-- START OF Excerpted data --

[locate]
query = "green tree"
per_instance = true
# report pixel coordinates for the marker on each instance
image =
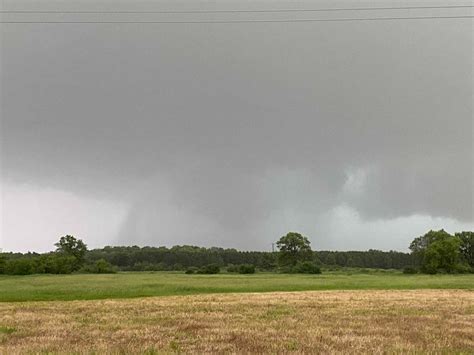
(293, 248)
(71, 246)
(3, 263)
(437, 251)
(467, 246)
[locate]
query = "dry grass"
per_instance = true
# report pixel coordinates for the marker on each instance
(309, 322)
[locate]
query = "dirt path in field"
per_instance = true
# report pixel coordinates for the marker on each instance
(321, 321)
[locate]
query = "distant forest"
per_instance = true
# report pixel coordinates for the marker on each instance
(436, 251)
(134, 258)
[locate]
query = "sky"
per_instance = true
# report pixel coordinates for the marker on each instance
(358, 134)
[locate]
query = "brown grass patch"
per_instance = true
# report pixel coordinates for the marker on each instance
(308, 322)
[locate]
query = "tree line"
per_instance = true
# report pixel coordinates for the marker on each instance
(436, 251)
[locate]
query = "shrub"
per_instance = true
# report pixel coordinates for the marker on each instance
(306, 267)
(22, 266)
(209, 269)
(101, 266)
(247, 269)
(410, 270)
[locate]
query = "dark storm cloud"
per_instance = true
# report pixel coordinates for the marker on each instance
(219, 128)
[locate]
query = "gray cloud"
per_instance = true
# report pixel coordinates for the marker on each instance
(208, 132)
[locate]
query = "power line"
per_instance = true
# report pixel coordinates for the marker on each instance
(245, 21)
(240, 11)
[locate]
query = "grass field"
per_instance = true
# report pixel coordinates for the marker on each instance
(343, 312)
(131, 285)
(440, 321)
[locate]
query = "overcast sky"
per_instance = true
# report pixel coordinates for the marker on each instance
(356, 134)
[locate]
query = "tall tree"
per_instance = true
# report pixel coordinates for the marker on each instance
(437, 251)
(71, 246)
(293, 248)
(467, 246)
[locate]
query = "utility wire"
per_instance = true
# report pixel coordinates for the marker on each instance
(246, 21)
(240, 11)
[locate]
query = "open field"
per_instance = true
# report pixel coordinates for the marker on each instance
(326, 321)
(130, 285)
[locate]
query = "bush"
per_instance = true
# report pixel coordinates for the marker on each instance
(247, 269)
(306, 267)
(101, 266)
(22, 266)
(209, 269)
(410, 270)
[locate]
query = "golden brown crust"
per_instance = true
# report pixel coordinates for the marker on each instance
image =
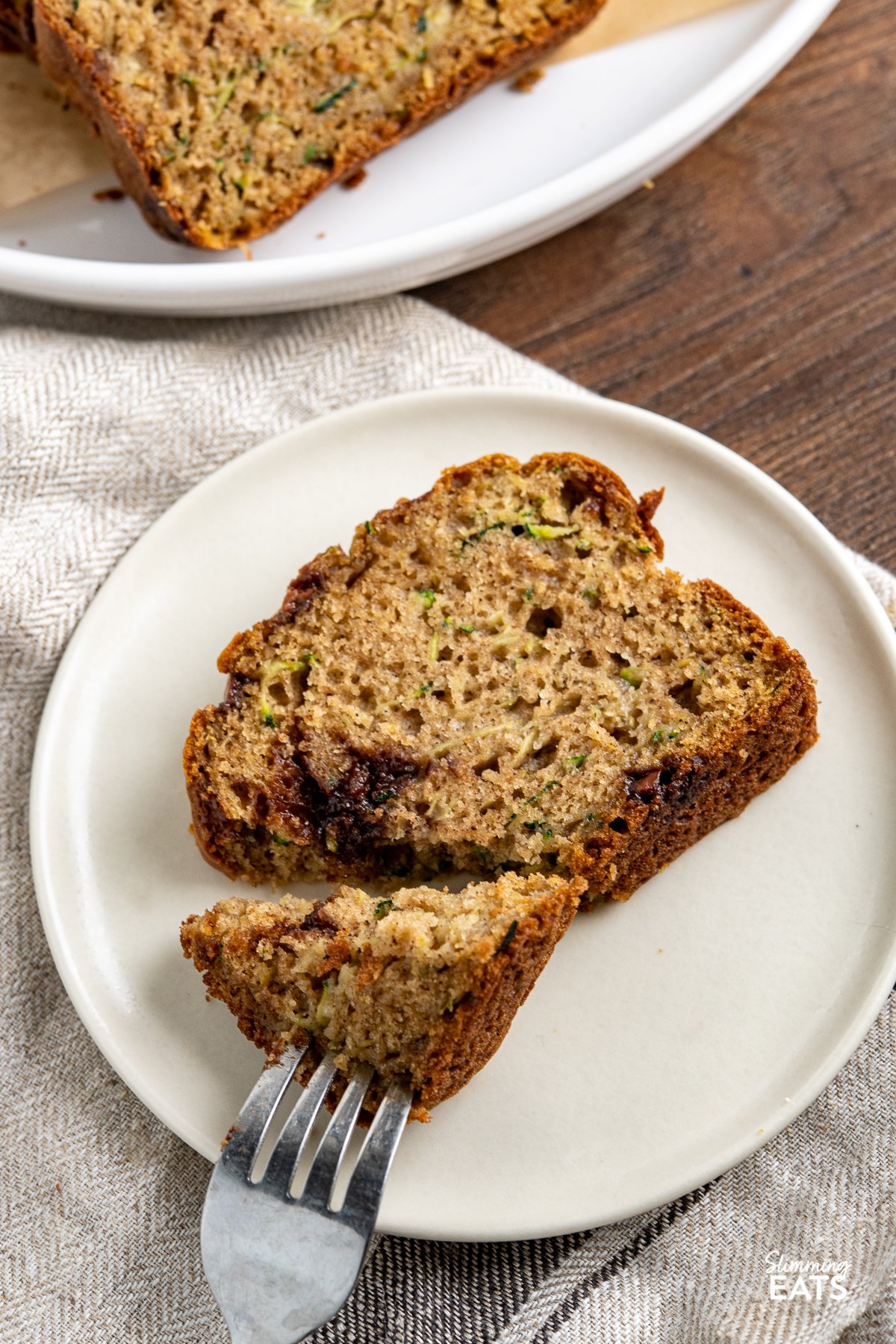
(16, 30)
(667, 811)
(455, 1046)
(82, 77)
(66, 60)
(667, 797)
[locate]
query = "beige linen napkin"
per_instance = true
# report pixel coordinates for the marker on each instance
(104, 423)
(45, 144)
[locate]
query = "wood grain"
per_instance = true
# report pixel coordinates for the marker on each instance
(753, 292)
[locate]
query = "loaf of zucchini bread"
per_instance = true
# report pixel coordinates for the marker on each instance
(223, 119)
(497, 676)
(421, 986)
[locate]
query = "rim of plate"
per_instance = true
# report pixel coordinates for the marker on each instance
(682, 440)
(556, 203)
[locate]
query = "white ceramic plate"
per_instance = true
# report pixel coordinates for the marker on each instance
(668, 1036)
(499, 174)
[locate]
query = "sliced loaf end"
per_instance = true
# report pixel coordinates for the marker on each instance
(422, 986)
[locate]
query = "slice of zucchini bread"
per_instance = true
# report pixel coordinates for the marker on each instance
(223, 119)
(499, 675)
(422, 984)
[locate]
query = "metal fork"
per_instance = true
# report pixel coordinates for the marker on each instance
(281, 1266)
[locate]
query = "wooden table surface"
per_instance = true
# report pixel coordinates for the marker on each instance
(751, 293)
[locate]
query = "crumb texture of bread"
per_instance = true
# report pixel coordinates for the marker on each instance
(16, 27)
(497, 676)
(422, 984)
(223, 119)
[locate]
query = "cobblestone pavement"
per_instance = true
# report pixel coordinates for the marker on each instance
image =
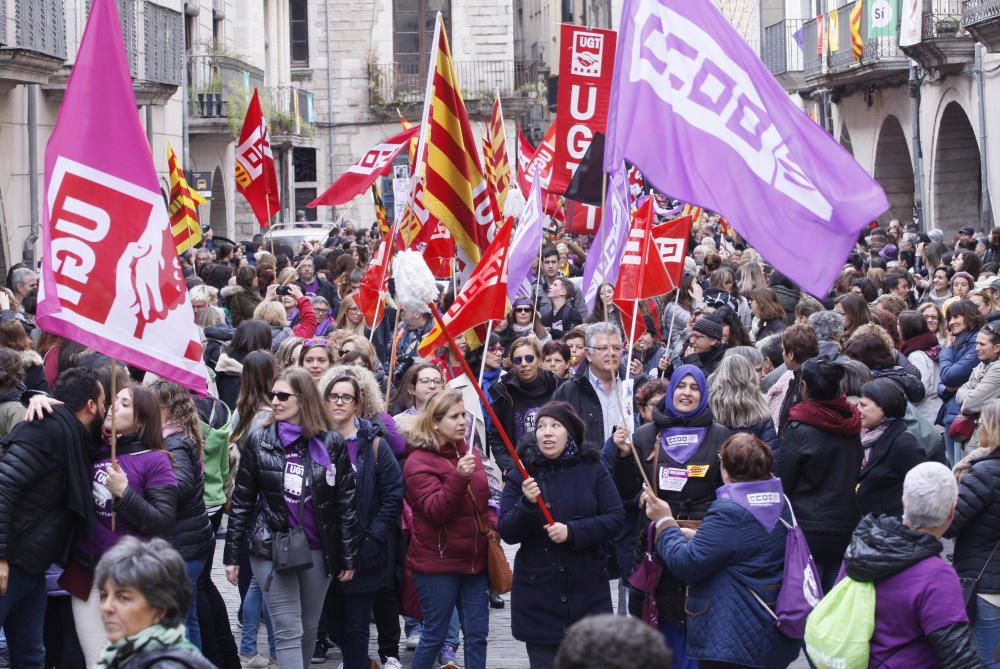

-- END OF Excerpted data --

List every line of the data above that contains the string "bread".

query = "loaf of zucchini bread"
query = "slice of zucchini bread"
query = "crumb texture of bread"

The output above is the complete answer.